> [PROBLEM TO WORK ON]: Lay out the rows below as a Markdown table with two columns, "No." for a running number and "Text" for the line itself, and skip any blank lines. Leave the pictures out of your table.
········
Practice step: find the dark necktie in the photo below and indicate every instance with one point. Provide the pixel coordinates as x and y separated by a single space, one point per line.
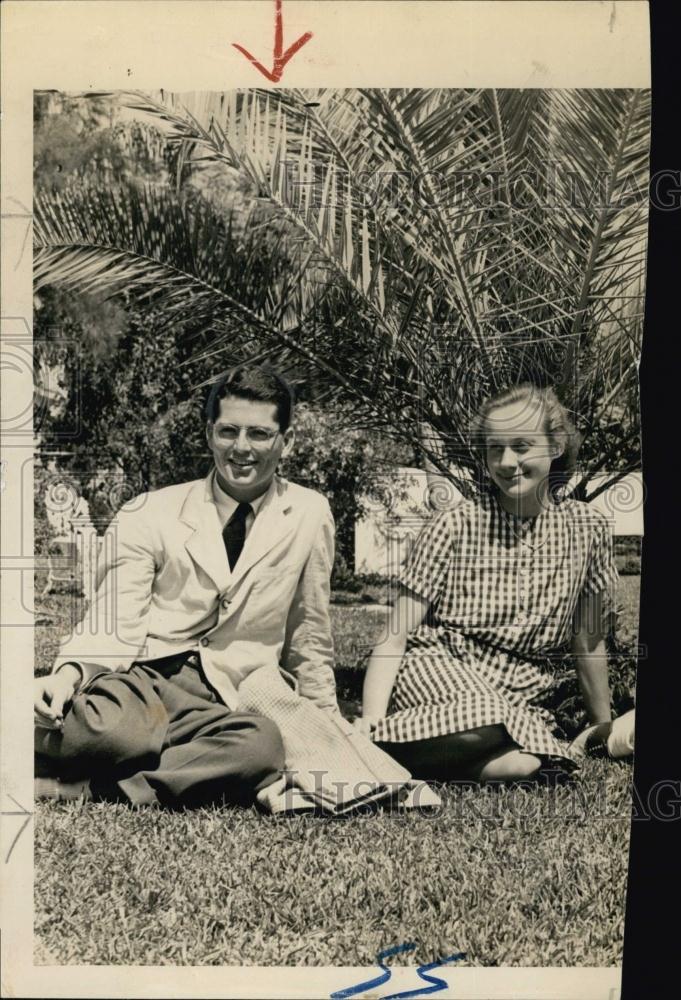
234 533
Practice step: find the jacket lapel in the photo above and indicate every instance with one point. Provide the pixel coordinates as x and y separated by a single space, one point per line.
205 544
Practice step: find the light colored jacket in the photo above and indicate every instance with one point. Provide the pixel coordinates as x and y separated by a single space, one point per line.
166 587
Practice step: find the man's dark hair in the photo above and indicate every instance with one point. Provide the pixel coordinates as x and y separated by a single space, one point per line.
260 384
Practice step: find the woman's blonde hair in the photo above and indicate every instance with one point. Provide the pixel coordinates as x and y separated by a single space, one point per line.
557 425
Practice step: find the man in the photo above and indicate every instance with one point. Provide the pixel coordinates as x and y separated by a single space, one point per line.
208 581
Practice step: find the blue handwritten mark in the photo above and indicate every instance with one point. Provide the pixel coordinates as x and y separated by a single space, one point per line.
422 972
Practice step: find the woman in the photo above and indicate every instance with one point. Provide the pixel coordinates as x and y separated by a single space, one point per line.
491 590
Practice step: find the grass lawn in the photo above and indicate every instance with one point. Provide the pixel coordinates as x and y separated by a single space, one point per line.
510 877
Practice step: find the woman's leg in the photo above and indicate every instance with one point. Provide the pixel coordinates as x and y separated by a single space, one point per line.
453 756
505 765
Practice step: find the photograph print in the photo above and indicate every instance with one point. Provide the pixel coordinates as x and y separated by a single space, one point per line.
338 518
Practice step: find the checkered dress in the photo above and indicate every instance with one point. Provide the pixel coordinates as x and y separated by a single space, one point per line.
········
> [RESPONSE TO THE TASK]:
| No. | Text |
|---|---|
| 1 | Practice step: find the dark necktie in the photo below and indicate every instance with one point. Provide the pixel coordinates as x and y separated by a single space, one point per line. |
| 2 | 234 533 |
| 3 | Practice step: find the jacket lapel in the photo above and indicate every instance with one point. Provide the pixel coordinates as x and y separated by a single space, one point per line. |
| 4 | 205 544 |
| 5 | Practice step: find the light colored jacket in the photo above and indicate every instance with one point. Provide the pixel coordinates as x and y separated by a single space, one point per line. |
| 6 | 166 587 |
| 7 | Practice step: find the man's dark hair in the photo above and indicate every instance with one point. Provide the pixel coordinates as x and y separated by a single space, one point per line. |
| 8 | 260 384 |
| 9 | Practice step: find the woman's blonde hair in the photo above and indicate every instance with one point. Provide the pixel coordinates as x and y separated by a single space, one point per line. |
| 10 | 557 425 |
| 11 | Practice step: find the man in the photo above and indicate every instance with one point. Provide the pixel coordinates as x and y separated by a single space, one point per line. |
| 12 | 208 581 |
| 13 | Practice step: find the blue handwritten mark in the photo above and indicate every instance with one point. Provide the pixel coordinates as x and y separated by a single space, one point per line. |
| 14 | 422 972 |
| 15 | Practice step: find the woman in the photo above and indicate every instance with one point. Provide the pixel coordinates as x and y separated by a single space, one point per line. |
| 16 | 491 590 |
| 17 | Practice step: find the grass lawn in the photo above and indicate every instance with one point. Provide the pixel coordinates as x and y separated by a single space, one point per line. |
| 18 | 510 877 |
| 19 | Practice step: find the woman's leg in the photo above and indicate every instance with one point. Provide the pixel coordinates as x and y separated by a single space, one point per line. |
| 20 | 453 756 |
| 21 | 505 765 |
| 22 | Practice step: find the photograph print in the photo above and indicate every instance with one point. Provide the pixel coordinates as x and y separated by a single space, one point per line. |
| 23 | 338 518 |
| 24 | Practice step: find the checkered dress in the photo above and indicate every instance with one point. Provide the pixel coordinates as x and y separated by a single space, one point per line. |